Lyft to Sublease Offices as Remote Work Lowers Need for Space
Lyft Inc.
said Tuesday that it will sublease a significant part of some of its biggest U.S. offices, becoming the latest company to shrink its real estate footprint to adjust to more employees working from home.
The ride-hailing company said it would rent out parts of its office space in San Francisco, New York City, Nashville and Seattle. Some 45% of the combined 615,000 square feet across those four locations will be leased to other businesses. Lyft plans to rent entire floors to others while maintaining separate entries for its own staff and operations.
In March, the company said its more than 4,000 office employees could work remotely indefinitely. The drivers who use Lyft to match with riders are not considered employees of the company.
“Many of our team members opted to work remotely after we shifted to a flexible workplace strategy,” Rachel Goldstein, the Lyft executive managing the plan, said in a statement. “As a result, we have identified a significant amount of office space that isn’t being utilized the way it previously was.”
Lyft’s plans were earlier reported by Bloomberg.
The move shows how companies are navigating a broader return to the office as threats from the pandemic recede. Some companies are subleasing and vacating offices, hoping to cut costs as many employees continue to work from home and concerns about a potential economic downturn rise.
Software company
Salesforce Inc.

= = = = =

**STUDY QUESTIONS:**
1. In the Lyft article, turn the paragraph that begins "The ride-hailing company said it would rent out" into a short bulleted list that keeps its main facts.
2. Answer these from the Lyft article:
(a) In March, how many office employees did Lyft say could work remotely indefinitely?
(b) Who is the Lyft executive managing the subleasing plan?
(c) Which outlet reported Lyft's plans earlier?
Answer using only the Lyft article, without outside knowledge.

**SUPPLIED INFORMATION:**
= = = = =

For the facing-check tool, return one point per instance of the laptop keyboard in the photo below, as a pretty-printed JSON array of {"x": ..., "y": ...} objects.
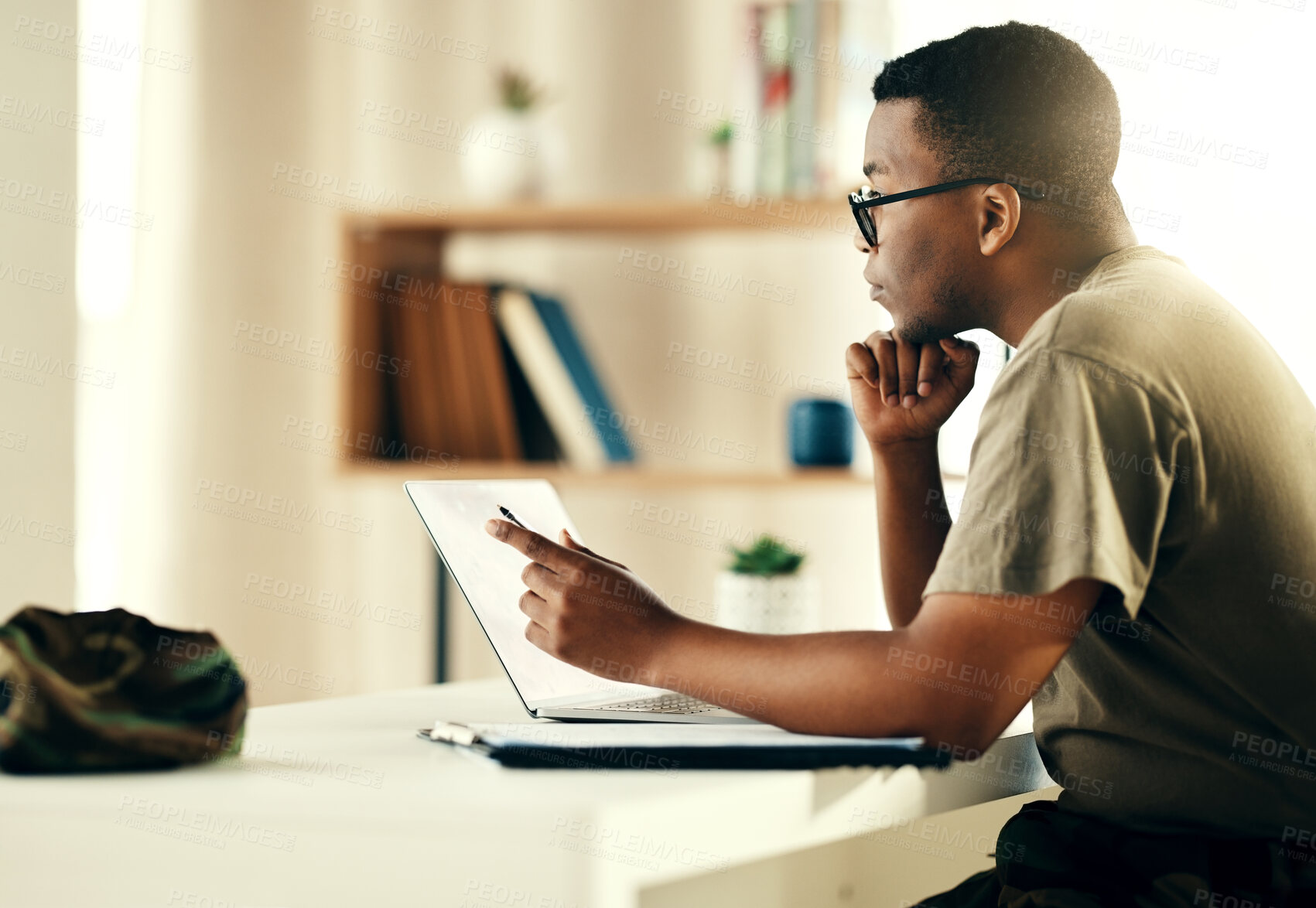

= = = = =

**ANSWERS FOR EACH ITEM:**
1.
- Lyft will rent out parts of its offices in San Francisco, New York City, Nashville and Seattle.
- About 45% of the 615,000 combined square feet in those four locations will be leased to other businesses.
- Entire floors will go to other tenants, and Lyft's own staff and operations will keep separate entries.

2.
(a) More than 4,000
(b) Rachel Goldstein
(c) Bloomberg